What to produce: Rewrite the rows from the line with "-- sample [99,22]." through the end of the rows, replacing "metal guardrail" with "steel guardrail" and leaving everything else unchanged.

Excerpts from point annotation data

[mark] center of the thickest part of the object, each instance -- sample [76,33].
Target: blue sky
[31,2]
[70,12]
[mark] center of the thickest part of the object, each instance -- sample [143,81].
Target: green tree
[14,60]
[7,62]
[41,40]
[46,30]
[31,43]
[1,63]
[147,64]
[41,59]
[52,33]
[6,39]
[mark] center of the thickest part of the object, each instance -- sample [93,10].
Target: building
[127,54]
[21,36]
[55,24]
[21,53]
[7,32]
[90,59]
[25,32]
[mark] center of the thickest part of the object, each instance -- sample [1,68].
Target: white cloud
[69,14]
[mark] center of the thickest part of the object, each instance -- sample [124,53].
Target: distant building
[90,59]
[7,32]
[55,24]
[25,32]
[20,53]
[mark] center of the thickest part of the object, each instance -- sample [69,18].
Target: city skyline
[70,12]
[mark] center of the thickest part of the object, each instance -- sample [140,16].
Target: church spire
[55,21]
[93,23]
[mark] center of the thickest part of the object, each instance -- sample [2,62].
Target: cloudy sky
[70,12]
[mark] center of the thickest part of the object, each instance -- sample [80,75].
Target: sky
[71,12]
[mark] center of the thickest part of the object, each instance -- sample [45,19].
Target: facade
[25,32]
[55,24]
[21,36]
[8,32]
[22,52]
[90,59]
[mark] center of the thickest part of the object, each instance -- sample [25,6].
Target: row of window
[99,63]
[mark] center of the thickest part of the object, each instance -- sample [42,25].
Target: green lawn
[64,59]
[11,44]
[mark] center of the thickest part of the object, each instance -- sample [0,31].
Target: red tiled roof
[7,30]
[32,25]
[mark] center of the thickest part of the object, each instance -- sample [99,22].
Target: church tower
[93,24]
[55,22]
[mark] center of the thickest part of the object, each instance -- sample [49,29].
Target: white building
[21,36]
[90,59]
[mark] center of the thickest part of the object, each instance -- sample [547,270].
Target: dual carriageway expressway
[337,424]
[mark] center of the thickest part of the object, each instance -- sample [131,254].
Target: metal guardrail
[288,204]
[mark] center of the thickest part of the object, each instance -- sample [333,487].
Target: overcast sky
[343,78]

Final result:
[mark] center of the thickest part of the object, each instance -- sample [99,22].
Target: church tower
[93,24]
[55,22]
[mark] center of the thickest part of the object, each instance -- sample [49,29].
Target: white building
[21,36]
[90,59]
[mark] center of the thickest part of the object, each instance -- sample [547,270].
Target: dual carriageway expressway
[337,424]
[mark] center of the thickest part of the object, each instance -- sample [131,254].
Target: steel guardrail
[288,204]
[mark] center of the thickest part of the object, each instance -- sample [333,487].
Target: overcast sky
[343,78]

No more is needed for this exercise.